## [Saved entries]
■ ■ ■ ■

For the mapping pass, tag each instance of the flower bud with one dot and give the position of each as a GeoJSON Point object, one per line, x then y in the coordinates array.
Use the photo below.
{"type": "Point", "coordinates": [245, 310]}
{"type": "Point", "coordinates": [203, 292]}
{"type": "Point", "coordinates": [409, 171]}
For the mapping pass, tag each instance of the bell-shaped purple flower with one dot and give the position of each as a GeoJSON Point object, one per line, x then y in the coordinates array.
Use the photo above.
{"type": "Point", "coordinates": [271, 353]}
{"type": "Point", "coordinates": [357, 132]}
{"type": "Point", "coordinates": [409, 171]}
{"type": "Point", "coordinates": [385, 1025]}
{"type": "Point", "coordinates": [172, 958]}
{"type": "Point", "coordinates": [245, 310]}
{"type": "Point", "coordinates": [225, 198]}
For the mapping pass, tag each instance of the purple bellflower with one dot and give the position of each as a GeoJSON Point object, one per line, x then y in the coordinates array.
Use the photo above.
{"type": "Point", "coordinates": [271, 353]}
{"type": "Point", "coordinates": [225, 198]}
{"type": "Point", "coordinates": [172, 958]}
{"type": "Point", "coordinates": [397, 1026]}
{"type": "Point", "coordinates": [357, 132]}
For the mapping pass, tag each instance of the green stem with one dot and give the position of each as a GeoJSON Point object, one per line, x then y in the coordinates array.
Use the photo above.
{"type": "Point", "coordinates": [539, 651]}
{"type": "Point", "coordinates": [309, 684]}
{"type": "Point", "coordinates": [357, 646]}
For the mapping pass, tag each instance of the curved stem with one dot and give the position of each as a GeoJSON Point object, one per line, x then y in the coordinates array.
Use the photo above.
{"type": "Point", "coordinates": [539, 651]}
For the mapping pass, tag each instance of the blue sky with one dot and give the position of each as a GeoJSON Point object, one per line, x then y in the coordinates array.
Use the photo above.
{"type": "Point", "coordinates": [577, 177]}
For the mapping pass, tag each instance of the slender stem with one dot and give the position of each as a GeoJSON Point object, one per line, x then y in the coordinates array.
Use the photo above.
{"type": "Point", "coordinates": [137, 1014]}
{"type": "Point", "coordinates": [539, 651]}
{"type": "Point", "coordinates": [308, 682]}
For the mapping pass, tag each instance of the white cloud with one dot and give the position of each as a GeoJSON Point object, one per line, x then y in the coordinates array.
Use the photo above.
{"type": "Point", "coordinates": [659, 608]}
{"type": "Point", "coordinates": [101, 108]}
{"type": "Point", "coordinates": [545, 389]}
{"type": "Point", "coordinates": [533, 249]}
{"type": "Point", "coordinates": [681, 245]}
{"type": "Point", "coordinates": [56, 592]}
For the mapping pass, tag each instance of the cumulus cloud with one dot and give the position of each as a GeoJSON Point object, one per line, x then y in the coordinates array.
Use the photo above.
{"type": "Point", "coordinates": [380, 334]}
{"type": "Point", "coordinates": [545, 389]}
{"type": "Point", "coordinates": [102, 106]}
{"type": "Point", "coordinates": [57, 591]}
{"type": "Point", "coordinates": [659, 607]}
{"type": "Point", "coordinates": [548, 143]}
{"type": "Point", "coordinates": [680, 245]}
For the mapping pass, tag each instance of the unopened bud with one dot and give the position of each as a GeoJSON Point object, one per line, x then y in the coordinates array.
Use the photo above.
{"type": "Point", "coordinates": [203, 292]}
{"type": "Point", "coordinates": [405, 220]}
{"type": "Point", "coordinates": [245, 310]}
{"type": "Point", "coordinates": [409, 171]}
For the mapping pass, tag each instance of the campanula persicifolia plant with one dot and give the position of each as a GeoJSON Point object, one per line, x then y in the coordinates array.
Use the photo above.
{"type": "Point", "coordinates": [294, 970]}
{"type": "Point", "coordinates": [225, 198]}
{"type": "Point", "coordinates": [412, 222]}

■ ■ ■ ■

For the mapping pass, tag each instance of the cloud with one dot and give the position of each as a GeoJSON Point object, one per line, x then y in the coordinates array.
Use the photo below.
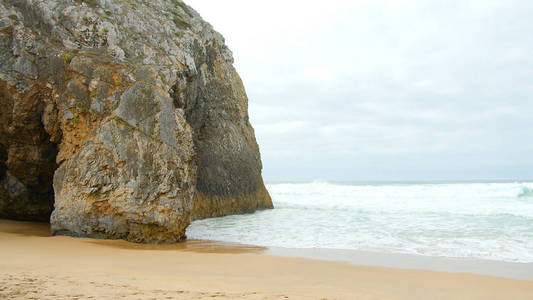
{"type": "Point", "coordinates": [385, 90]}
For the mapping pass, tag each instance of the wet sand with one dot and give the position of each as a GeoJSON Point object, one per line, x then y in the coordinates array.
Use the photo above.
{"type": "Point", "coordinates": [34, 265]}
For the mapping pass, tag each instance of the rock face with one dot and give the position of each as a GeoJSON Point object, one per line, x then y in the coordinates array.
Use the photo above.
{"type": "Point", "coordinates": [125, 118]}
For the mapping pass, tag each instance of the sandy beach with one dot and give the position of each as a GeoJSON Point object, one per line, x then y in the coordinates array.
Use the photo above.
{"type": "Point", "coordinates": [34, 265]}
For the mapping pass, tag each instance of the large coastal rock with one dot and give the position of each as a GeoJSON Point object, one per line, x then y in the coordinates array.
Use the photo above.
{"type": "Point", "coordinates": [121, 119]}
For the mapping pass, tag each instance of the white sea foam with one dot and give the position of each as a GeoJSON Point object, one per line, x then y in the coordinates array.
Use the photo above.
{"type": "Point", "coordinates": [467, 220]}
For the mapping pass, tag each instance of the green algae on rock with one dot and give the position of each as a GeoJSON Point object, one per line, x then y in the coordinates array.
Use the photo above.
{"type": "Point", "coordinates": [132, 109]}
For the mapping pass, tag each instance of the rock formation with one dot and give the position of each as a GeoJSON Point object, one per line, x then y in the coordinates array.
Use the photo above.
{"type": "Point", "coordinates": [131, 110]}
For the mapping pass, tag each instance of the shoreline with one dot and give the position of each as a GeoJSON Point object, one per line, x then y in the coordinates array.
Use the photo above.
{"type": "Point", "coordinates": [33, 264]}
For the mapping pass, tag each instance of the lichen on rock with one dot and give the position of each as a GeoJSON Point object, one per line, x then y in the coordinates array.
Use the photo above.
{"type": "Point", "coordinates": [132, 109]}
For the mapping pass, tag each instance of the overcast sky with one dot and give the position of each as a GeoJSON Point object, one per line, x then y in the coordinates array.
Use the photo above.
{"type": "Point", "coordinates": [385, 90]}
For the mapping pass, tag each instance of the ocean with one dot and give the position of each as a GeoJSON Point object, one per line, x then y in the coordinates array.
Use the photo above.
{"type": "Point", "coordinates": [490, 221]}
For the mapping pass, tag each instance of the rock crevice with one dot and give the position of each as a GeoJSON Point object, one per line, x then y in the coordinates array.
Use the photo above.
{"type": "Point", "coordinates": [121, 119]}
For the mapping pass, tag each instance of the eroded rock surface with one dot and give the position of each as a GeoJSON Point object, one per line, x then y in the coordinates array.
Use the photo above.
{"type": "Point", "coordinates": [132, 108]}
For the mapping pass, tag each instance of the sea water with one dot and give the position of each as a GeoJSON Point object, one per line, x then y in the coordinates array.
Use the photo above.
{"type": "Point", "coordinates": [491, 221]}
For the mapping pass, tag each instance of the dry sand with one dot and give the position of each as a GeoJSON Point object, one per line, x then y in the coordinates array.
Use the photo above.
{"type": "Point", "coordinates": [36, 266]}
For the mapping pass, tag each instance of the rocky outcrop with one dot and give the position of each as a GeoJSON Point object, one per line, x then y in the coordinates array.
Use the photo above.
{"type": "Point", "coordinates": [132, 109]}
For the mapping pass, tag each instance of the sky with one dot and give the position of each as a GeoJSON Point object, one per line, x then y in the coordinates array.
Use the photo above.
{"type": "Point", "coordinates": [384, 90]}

■ ■ ■ ■

## [EXERCISE GOAL]
In the entries above, find each line that has the word "green". Copy it.

## [YOUR RESPONSE]
For the mapping pass, tag each instance of the green stem with one dot and give the position of each as a GeoJSON Point object, one per line, x then y in the coordinates array.
For the mapping pass, tag each instance of the green algae on rock with one dot and give the position of each as a GeoJSON Point object, one per line, x then y in the coordinates array.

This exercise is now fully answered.